### Source passage
>> begin
Nice one Mark, did traffic wardens in 1912 wear a yellow band around their hats?
Regards Robert


----------



## Bill Davies (Sep 5, 2007)

Mark,

Understand a Salvage company is contemplating a new way of 'Raising' the Titanic......................... They are going to lower a case of Viagra down.


----------



## non descript (Nov 18, 2005)

ROBERT HENDERSON said:


> Nice one Mark, did traffic wardens in 1912 wear a yellow band around their hats?
> Regards Robert


No Sir, they were so fast with their tckets they tied a *Blue Riband* round tummies....(Jester)


----------



## billyboy (Jul 6, 2005)

That yellow band round the hat is to discourage drivers from parking on their heads.
When used to use the car parks in the uk i used to get the all day rate ticket. On leaving i used to watch for someone coming in and pass them the ticket. "Its an All day ticket i would tell them". pass it on to someone when you leave Did that loads of times.
>> end
### What you need to do
1. Print the traffic warden thread, starting at "## non descript" and ending at "Riband* round tummies....(Jester)".
2. Decide whether each statement agrees with the traffic warden thread, answering yes or no and quoting the words that settle it: (a) Bill Davies writes that a salvage company plans to lower a case of Viagra down. (b) billyboy says he bought hourly tickets at UK car parks. (c) non descript begins the reply to Robert's question with "Yes Sir."
3. Go on with the traffic warden thread from its last post.
The listing is drawn from a different source than the traffic warden thread.

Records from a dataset
>> begin
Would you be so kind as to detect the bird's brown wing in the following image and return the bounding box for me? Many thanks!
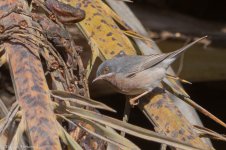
[126,53,170,78]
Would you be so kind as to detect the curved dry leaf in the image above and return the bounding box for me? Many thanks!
[50,90,116,112]
[68,107,204,150]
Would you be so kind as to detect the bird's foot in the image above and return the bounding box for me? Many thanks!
[129,91,150,106]
[129,97,139,107]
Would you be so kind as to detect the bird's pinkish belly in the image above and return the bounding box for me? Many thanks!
[117,68,165,95]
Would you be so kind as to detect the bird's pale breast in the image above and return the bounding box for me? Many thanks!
[113,67,166,95]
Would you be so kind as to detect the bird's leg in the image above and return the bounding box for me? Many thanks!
[121,96,131,137]
[129,91,150,106]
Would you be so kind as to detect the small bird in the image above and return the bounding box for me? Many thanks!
[93,36,207,105]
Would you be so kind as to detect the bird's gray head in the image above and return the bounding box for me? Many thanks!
[93,59,119,82]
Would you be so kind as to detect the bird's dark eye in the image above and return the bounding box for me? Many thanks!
[103,66,110,74]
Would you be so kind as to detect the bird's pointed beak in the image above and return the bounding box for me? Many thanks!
[92,73,113,83]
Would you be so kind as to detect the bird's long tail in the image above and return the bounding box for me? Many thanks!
[168,36,207,59]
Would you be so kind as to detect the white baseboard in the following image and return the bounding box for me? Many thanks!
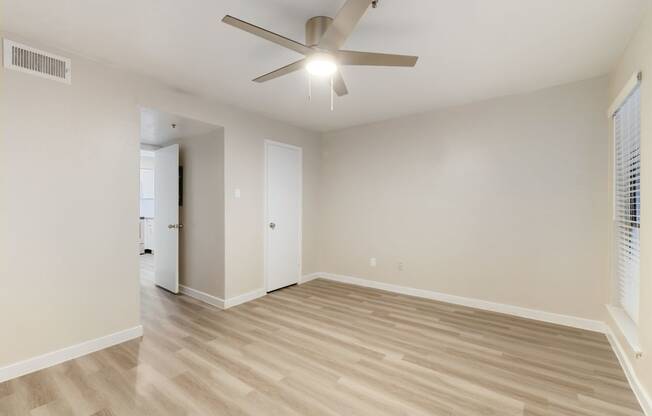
>> end
### Exercise answers
1.
## non descript (Nov 18, 2005)

ROBERT HENDERSON said:


> Nice one Mark, did traffic wardens in 1912 wear a yellow band around their hats?
> Regards Robert


No Sir, they were so fast with their tckets they tied a *Blue Riband* round tummies....(Jester)

2.
(a) Yes: "They are going to lower a case of Viagra down."
(b) No: "i used to get the all day rate ticket."
(c) No: "No Sir, they were so fast with their tckets they tied a *Blue Riband* round tummies"

3.
----------



## Tmac1720 (Jun 24, 2005)

Tonga said:


> Tmac,
> There was a rumour that the _*Titanic*_ was sent off to sea early (without her sluice valves fitted correctly, and this lead to her sinking) solely because H&W feared she might get a parking ticket if she lay around the yard any longer.. I thought this was a tall story, but I found the ticket for sale the other day on E-Bay..
> (Thumb)
> Mark


Close Mark but it was actually the Olympic after we swapped her for Titanic because the sluice valves were the wrong thread...... By the way I have for sale a few of the genuine holes made by the iceberg (*)) Special offer for SN members, buy two holes get a free sluice valve (Smoke)


----------



## Geoff_E (Nov 24, 2006)

I wouldn't like to think we had any "parking wardens" (or whatever they may wish to call themselves), wheel-clampers or similar "oxygen pirates" on this site. We really can do without them!


----------



## Tony Breach (Jun 15, 2005)

What would you throw to a drowning traffic warden? Don't try a rope as it may contravene health & safety regulations. Possibly just throw him a friendly farewell wave!

Any other ideas


----------



## Lifeboat1721 (Mar 15, 2007)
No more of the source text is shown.